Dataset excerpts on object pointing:
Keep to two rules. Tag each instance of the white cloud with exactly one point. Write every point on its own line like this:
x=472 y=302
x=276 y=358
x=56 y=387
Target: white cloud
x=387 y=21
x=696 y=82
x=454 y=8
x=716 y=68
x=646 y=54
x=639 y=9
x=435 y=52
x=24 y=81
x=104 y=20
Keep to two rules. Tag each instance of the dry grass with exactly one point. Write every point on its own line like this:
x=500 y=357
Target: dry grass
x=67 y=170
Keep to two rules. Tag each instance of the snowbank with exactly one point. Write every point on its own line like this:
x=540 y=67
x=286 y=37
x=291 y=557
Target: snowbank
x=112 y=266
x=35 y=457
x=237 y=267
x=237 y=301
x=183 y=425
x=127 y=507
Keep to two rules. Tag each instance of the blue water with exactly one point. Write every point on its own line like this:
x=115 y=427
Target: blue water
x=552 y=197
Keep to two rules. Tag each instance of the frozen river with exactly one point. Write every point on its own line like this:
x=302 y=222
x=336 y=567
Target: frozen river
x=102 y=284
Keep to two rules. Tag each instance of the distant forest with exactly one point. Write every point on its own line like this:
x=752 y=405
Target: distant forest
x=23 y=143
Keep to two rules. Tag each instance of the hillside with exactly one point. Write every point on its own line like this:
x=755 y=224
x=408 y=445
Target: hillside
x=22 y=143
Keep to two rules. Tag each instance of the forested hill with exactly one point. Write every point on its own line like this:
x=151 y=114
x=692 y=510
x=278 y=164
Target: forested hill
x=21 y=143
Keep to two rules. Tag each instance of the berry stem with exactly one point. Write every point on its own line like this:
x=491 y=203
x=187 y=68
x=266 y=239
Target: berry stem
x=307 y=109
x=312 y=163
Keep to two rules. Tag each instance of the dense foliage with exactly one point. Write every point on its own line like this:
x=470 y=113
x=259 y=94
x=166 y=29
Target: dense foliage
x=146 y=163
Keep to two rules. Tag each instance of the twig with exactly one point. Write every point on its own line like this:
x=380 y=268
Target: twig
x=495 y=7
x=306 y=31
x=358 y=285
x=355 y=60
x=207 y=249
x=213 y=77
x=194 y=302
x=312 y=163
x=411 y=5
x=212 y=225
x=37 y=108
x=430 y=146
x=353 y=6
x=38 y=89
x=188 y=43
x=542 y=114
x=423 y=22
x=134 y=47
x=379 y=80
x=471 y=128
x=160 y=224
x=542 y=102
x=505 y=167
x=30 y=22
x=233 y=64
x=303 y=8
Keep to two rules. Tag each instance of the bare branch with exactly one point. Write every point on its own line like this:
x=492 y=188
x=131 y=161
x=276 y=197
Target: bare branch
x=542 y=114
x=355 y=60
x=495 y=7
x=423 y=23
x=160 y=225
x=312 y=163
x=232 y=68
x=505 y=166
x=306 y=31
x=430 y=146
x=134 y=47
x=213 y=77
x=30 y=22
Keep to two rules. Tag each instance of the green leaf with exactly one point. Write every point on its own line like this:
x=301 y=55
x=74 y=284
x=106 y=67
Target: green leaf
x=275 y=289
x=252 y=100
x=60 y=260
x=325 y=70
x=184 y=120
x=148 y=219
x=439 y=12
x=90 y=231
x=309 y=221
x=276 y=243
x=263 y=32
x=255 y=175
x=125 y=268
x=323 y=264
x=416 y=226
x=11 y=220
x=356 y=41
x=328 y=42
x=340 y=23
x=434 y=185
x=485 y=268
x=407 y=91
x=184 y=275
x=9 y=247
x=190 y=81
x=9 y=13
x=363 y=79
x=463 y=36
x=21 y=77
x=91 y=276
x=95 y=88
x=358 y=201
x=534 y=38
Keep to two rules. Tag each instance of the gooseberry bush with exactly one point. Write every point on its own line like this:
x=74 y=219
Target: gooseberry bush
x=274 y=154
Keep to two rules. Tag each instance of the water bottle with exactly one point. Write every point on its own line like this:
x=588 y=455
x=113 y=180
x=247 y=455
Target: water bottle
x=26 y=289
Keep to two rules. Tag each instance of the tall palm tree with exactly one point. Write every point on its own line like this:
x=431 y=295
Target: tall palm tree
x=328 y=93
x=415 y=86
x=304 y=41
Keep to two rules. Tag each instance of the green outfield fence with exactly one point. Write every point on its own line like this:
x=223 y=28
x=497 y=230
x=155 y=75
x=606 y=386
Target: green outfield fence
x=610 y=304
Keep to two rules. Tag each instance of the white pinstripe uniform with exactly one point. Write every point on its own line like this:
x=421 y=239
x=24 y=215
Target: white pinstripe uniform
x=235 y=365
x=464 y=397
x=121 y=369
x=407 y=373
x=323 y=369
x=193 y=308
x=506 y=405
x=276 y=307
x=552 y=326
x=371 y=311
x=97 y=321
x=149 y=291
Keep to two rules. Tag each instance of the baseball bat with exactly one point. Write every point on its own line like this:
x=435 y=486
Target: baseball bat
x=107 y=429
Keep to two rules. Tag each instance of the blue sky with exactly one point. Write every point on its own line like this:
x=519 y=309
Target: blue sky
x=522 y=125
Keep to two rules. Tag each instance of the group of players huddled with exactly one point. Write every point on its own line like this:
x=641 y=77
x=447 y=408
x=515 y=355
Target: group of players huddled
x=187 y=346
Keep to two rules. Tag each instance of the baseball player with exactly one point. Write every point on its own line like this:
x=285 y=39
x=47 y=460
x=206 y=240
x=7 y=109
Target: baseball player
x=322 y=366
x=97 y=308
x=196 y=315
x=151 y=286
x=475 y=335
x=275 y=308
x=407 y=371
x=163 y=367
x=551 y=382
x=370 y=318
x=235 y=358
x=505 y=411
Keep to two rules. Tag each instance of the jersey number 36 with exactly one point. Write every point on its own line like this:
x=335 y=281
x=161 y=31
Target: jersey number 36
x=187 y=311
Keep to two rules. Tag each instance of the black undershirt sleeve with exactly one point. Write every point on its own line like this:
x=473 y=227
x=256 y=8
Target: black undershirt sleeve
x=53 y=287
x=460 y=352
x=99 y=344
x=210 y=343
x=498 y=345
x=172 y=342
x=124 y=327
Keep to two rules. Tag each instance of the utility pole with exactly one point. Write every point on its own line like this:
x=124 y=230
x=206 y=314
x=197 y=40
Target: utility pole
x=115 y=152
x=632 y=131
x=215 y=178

*What the task asks*
The lines above should be duplicated exactly.

*Result below*
Keep to two rules. Tag each instance of the white cloud with exactly one point. Write every point on its own line like this:
x=472 y=302
x=276 y=358
x=56 y=387
Target: white cloud
x=387 y=21
x=696 y=82
x=454 y=8
x=716 y=68
x=646 y=54
x=639 y=9
x=435 y=52
x=24 y=81
x=104 y=20
Keep to two rules. Tag each instance of the dry grass with exactly one point. Write every point on its own line like this:
x=500 y=357
Target: dry grass
x=67 y=170
Keep to two rules. Tag each instance of the snowbank with exactly one point. Write every point on its own line like this:
x=540 y=67
x=286 y=37
x=291 y=557
Target: snowbank
x=112 y=266
x=35 y=457
x=237 y=267
x=237 y=301
x=183 y=425
x=127 y=507
Keep to two rules. Tag each instance of the blue water with exactly one point. Write every point on its own line like this:
x=115 y=427
Target: blue water
x=552 y=197
Keep to two rules. Tag each instance of the frozen river with exactly one point. Write every point on its own line like this:
x=302 y=222
x=336 y=567
Target: frozen river
x=102 y=284
Keep to two rules. Tag each instance of the distant forest with exactly one point. Write every point on its own line like this:
x=752 y=405
Target: distant forest
x=23 y=143
Keep to two rules. Tag each instance of the hillside with exactly one point. Write every point on its own line like this:
x=755 y=224
x=408 y=445
Target: hillside
x=22 y=143
Keep to two rules. Tag each instance of the forested hill with exactly one point. Write every point on its own line like this:
x=151 y=114
x=692 y=510
x=278 y=164
Target: forested hill
x=21 y=143
Keep to two rules. Tag each instance of the berry stem with exactly one point. Write every point on its own line like this:
x=491 y=203
x=187 y=68
x=266 y=239
Target: berry stem
x=307 y=109
x=312 y=163
Keep to two rules. Tag each instance of the dense foliage with exactly one point. Write every point on its own line like this:
x=470 y=113
x=259 y=94
x=166 y=29
Target: dense foliage
x=146 y=163
Keep to two rules. Tag each instance of the twig with exactly one point. Write every point on its own line like this:
x=380 y=268
Target: twig
x=495 y=7
x=306 y=31
x=358 y=285
x=355 y=60
x=207 y=249
x=213 y=77
x=194 y=302
x=312 y=163
x=411 y=5
x=212 y=225
x=37 y=108
x=430 y=146
x=353 y=6
x=38 y=89
x=188 y=43
x=542 y=114
x=423 y=22
x=134 y=47
x=379 y=80
x=471 y=128
x=160 y=224
x=542 y=102
x=505 y=167
x=30 y=22
x=233 y=64
x=303 y=8
Keep to two rules. Tag each instance of the bare branch with exactly one point. Write every point on its own line like this:
x=492 y=188
x=131 y=161
x=276 y=197
Target: bare branch
x=542 y=114
x=355 y=60
x=495 y=7
x=423 y=23
x=160 y=225
x=312 y=163
x=232 y=68
x=505 y=166
x=306 y=31
x=430 y=146
x=134 y=47
x=213 y=77
x=30 y=22
Keep to two rules. Tag each instance of the green leaf with exactly one point. Write every point on its own line like this:
x=301 y=55
x=74 y=284
x=106 y=67
Target: green leaf
x=275 y=289
x=252 y=100
x=60 y=260
x=325 y=70
x=184 y=120
x=148 y=219
x=439 y=12
x=90 y=231
x=309 y=221
x=276 y=243
x=263 y=32
x=255 y=175
x=125 y=268
x=323 y=264
x=416 y=226
x=11 y=220
x=356 y=41
x=328 y=42
x=340 y=23
x=434 y=185
x=485 y=268
x=407 y=91
x=184 y=275
x=9 y=247
x=190 y=81
x=9 y=13
x=363 y=79
x=463 y=36
x=21 y=77
x=91 y=276
x=95 y=88
x=358 y=201
x=534 y=38
Keep to two rules. Tag each instance of the gooseberry bush with exactly one point. Write every point on its own line like this:
x=74 y=219
Target: gooseberry bush
x=274 y=154
Keep to two rules. Tag each instance of the water bottle with exactly one point. Write every point on its own line like this:
x=588 y=455
x=113 y=180
x=247 y=455
Target: water bottle
x=26 y=289
Keep to two rules. Tag each instance of the tall palm tree with exactly one point. Write every point on its own line like this:
x=431 y=295
Target: tall palm tree
x=328 y=93
x=415 y=86
x=304 y=41
Keep to two rules. Tag each instance of the green outfield fence with exactly one point. Write every point on its own line like this:
x=223 y=28
x=497 y=230
x=155 y=75
x=606 y=386
Target: green outfield fence
x=610 y=304
Keep to two rules. Tag each instance of the white pinstripe uniform with exactly one point. Write every point on its own line like this:
x=421 y=239
x=24 y=215
Target: white pinstripe uniform
x=235 y=365
x=464 y=397
x=121 y=369
x=407 y=373
x=323 y=369
x=193 y=308
x=506 y=405
x=276 y=307
x=552 y=326
x=371 y=311
x=97 y=321
x=149 y=291
Keep to two rules. Tag each instance of the baseball bat with exactly one point. Write every point on its own line like this:
x=435 y=486
Target: baseball bat
x=107 y=429
Keep to two rules. Tag each instance of the blue sky with exactly one point. Write every point on its own line like this:
x=519 y=309
Target: blue sky
x=522 y=125
Keep to two rules. Tag each instance of the group of players huddled with exactly one point. Write every point on its own line like this:
x=641 y=77
x=447 y=408
x=515 y=355
Target: group of players huddled
x=187 y=346
Keep to two rules. Tag each instance of the baseball player with exactly one point. Write every point on its own line like this:
x=285 y=39
x=47 y=460
x=206 y=240
x=7 y=109
Target: baseball player
x=322 y=366
x=97 y=308
x=196 y=315
x=151 y=286
x=475 y=335
x=275 y=308
x=407 y=371
x=163 y=367
x=551 y=382
x=370 y=318
x=235 y=358
x=505 y=411
Keep to two rules. Tag each instance of the jersey number 36 with exactly one point. Write every point on its own line like this:
x=335 y=281
x=161 y=31
Target: jersey number 36
x=187 y=311
Keep to two rules. Tag each instance of the black undershirt sleeve with exactly one point. Write every point on its own line like this:
x=473 y=227
x=256 y=8
Target: black undershirt sleeve
x=53 y=287
x=460 y=352
x=99 y=344
x=210 y=343
x=498 y=345
x=172 y=342
x=124 y=327
Keep to two rules. Tag each instance of the utility pole with exactly one point. Write every point on its own line like this:
x=124 y=230
x=206 y=314
x=197 y=40
Target: utility pole
x=115 y=152
x=632 y=131
x=215 y=178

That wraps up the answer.